[[ Extracted material open ]]
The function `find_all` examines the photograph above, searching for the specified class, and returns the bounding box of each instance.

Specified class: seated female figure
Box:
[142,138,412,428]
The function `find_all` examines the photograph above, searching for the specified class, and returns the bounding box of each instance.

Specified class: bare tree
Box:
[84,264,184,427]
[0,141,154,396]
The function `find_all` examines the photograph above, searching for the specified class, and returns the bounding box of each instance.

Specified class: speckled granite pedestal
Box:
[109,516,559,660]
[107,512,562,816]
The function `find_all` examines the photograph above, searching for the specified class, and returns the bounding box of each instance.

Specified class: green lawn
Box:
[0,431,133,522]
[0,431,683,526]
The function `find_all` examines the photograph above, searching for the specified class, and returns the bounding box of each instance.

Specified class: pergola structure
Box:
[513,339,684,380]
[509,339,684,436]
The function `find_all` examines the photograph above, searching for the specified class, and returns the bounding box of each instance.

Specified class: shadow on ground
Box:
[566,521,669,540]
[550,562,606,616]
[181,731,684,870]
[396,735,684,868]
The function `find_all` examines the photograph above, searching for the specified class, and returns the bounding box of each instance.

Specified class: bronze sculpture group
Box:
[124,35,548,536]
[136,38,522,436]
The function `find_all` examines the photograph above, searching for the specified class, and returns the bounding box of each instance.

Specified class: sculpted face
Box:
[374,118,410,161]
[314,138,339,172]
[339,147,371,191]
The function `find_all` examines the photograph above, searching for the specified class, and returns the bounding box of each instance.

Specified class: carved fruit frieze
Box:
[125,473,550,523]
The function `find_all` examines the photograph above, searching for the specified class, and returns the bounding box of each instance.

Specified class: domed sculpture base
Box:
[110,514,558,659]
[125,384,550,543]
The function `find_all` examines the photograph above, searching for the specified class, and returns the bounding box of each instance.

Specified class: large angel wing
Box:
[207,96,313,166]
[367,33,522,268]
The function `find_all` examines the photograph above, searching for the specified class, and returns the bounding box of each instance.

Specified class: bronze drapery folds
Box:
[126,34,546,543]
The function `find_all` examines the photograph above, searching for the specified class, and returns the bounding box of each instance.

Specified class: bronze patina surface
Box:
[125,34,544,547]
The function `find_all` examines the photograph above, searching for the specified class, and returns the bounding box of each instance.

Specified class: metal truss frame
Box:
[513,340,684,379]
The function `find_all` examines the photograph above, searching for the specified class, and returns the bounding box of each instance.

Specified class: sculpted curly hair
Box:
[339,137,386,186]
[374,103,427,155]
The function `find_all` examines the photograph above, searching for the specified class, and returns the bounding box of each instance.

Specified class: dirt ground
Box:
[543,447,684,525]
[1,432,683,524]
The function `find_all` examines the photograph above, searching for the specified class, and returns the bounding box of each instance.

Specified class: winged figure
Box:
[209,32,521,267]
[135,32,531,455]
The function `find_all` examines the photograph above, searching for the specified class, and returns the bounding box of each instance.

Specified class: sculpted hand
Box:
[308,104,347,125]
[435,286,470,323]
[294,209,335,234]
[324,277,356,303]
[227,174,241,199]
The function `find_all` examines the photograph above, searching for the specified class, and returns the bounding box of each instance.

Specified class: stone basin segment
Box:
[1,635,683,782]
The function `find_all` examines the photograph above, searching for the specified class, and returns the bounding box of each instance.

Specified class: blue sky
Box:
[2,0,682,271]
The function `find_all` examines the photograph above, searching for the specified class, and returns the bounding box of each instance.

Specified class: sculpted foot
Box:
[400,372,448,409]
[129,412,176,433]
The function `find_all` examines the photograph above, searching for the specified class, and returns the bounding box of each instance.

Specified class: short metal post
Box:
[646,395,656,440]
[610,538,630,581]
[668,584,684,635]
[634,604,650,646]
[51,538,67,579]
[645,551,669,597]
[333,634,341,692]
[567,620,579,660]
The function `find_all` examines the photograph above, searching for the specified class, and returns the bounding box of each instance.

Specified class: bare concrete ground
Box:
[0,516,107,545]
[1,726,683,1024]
[[ Extracted material closed ]]
All of the data above should be reproduced exactly, with nothing missing.

_Reply:_
The function `find_all` examines the photograph above, searching for the specified class, and returns the bounding box of each instance.

Specified class: seated female figure
Box:
[142,138,412,428]
The function `find_all` examines the photograph above, searching for the specified class, and returns the bounding box of each instance.

Specified class: bare tree
Box:
[84,264,184,427]
[0,141,154,396]
The function `find_all` examines the photograph above, searching for the specified class, and returns the bounding box of each instance.

Specified class: speckled granite pedestal
Box:
[109,516,559,660]
[107,512,562,816]
The function `find_all` examines the photograph above, searching for the specified class, and returns the bounding box of each instance.

Specified class: green lawn
Box:
[0,431,133,522]
[0,431,683,526]
The function `find_all` examines the photograph above, searching for the specified class, and returns the bounding box of each instance.

Specified class: pergola structure
Box:
[513,339,684,380]
[509,339,684,436]
The function `find_all` examines the photograph above, searching for the specified class, and returns the bounding box of each instance.

Specified class: shadow on ground
Box:
[566,521,669,540]
[550,562,606,616]
[181,731,684,870]
[396,735,684,868]
The function `find_all` examines the photograph above, searching for the specified class, and returns the bounding box of each instance.

Specified class: bronze sculpture group
Box:
[124,35,548,536]
[136,38,522,436]
The function `find_all` examines the photograph above, searching for the specified class, and returns the bounding box of each instance.

Specified class: sculpted face
Box:
[374,118,410,161]
[314,138,339,172]
[339,147,371,191]
The function `find_all` examines the photograph above, searching for the specified class, and returns the bounding box of each instance.

Specified class: carved fruit frieze
Box:
[125,473,550,523]
The function `find_all` examines the photograph above, searching for the specified class, and returns the bounding box of each instance.

Specified class: domed sculpture base
Box:
[110,514,558,659]
[125,384,550,543]
The function `find_all` examines the photograph above, searching for the specified class, and returns the bounding box of each instance.

Specified class: large angel wing
Box:
[207,96,313,166]
[367,33,522,268]
The function `find_all` examines the photograph above, searching for the specified class, and returns the bounding box of each instance.

Specified class: bronze drapery folds
Box:
[126,34,546,543]
The function `find_all` examines the photograph above, searching for the specified class, and returns the bounding box of each instance.

Specified class: bronze patina surface
Box:
[125,34,544,547]
The function `find_all` examines the photograph above, searching for the specified class, and returns the bounding box of each instance.

Specified class: metal truss frame
Box:
[513,340,684,379]
The function `find_all` examines the photograph above, searching for the specified class, and returns the bounding box of each instance.

Specified class: sculpted curly hair
Box:
[339,137,386,186]
[374,103,427,155]
The function `find_all` examines the photograph above, searching for the specified class, and returns the bounding box of each instance.

Specified class: dirt ground
Box:
[543,447,684,525]
[1,432,683,524]
The function `find_all` examines the photograph above, searching for the specified class, and returns the bounding box of each instance.

Specified class: winged figure
Box:
[209,32,521,267]
[135,32,531,455]
The function `find_all` examines the photograph above, searching for the specified class, and returns the bounding box of each instance.

Specified class: sculpted hand
Box:
[308,104,347,125]
[435,286,470,323]
[294,209,335,234]
[324,277,356,303]
[227,174,241,199]
The function `find_all` examines the photograph above, searching for the specified class, and returns the bounding box of each instance.

Specified class: stone basin segment
Box:
[1,635,683,782]
The function `find_all` examines the photograph above, searching for the specified class, and returns the bounding box of each instance.

Specified class: blue sky
Box:
[2,0,682,271]
The function `find_all` examines the photograph above, searching for the specified class, and returns the bounding box of each instance.

Specified class: sculpted foot
Box:
[400,372,448,409]
[129,412,176,433]
The function `find_all` examines the photograph above, searching for the specified class, and returns the bounding box of each instance.

Specified class: short metal post
Box:
[646,395,656,440]
[610,538,630,581]
[668,584,684,635]
[634,604,650,646]
[51,538,67,579]
[645,551,669,597]
[333,634,341,692]
[567,620,579,660]
The function `find_all` examines the photograph above, searching for the specified class, and returns the bounding box of each instance.

Specified class: bare concrete ground
Box:
[0,516,107,545]
[1,726,683,1024]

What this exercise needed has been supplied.